In the SNES9x troubleshooting post, which compatibility libraries did the writer have to select when reinstalling Visual Studio?
++++ TEXT BLOCK
I spent the last ~3 days troubleshooting a bug in SNES9x. This requires some backstory in re: the anticipated question, "Why are you even using SNES9x? [emulator] is much better!"
This began with a silly idea for a Twitch stream. I would get four friends together and, in the vein of Twitch Plays Pokemon, we would all control the same videogame. Unlike that event however, everyone would have direct control of Player 1, and every $rand seconds, control would switch off to a random different player.
I knew ZSNES couldn't do this, because only one netplay participant can control a given virtual gamepad input at a time. SNES9x seemed to show no such limitation however, and I tested it with a friend and it appeared to work.
To manage the "gameshow" I wrote a terrible Python script, as quickly and dirtily as possible, that simply slept for random seconds, then chose a random .WAV from a list and played it.
This is a really filthy script. It opens two audio devices - the default Windows one, and the "VB-Audio Virtual Cable". The first so I and the Twitch stream could hear, the second to be mixed with my mic audio and directed into my Discord input so my contestants would get it in near realtime. Surprisingly, this script works fine, despite it being the worst code I've written since I was a teenager.
I did the stream, and it was a total failure. Turns out I misunderstood what I was seeing when I tested; the other player was actually on gamepad 2 and players 3 and 4 were on consecutive pads. Damnit!
We tried a couple other emulators with no success, then gave up on the project and ended the stream. But I was intent on making this happen, so I got cracking on the source code.
I started with ZSNES and gave up on it really fast. Hacking ZSNES sucks on Windows.
Next I got the SNES9x source and found it readily compiled in Visual Studio. "Readily," here, means I spent four hours fighting with it until I figured out that I needed to do a CLEAN wipe and reinstall of Visual Studio and select the Windows XP and Windows 8 compatibility libraries. Right away I had a binary.
++++++++
++++ LISTING
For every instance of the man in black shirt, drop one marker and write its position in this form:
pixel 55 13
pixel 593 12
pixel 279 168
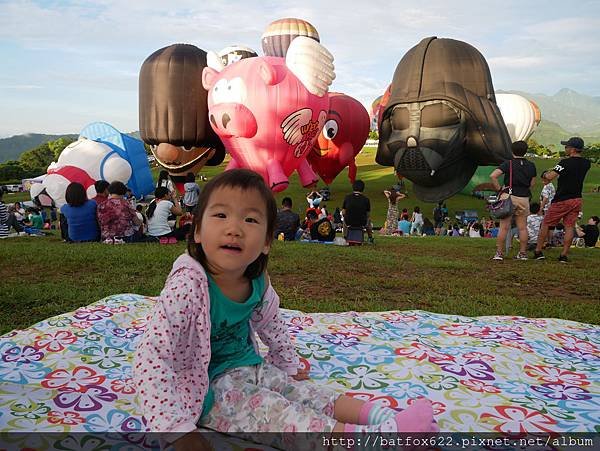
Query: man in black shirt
pixel 287 221
pixel 567 202
pixel 589 232
pixel 357 209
++++++++
TASK RESPONSE: The Windows XP and Windows 8 compatibility libraries.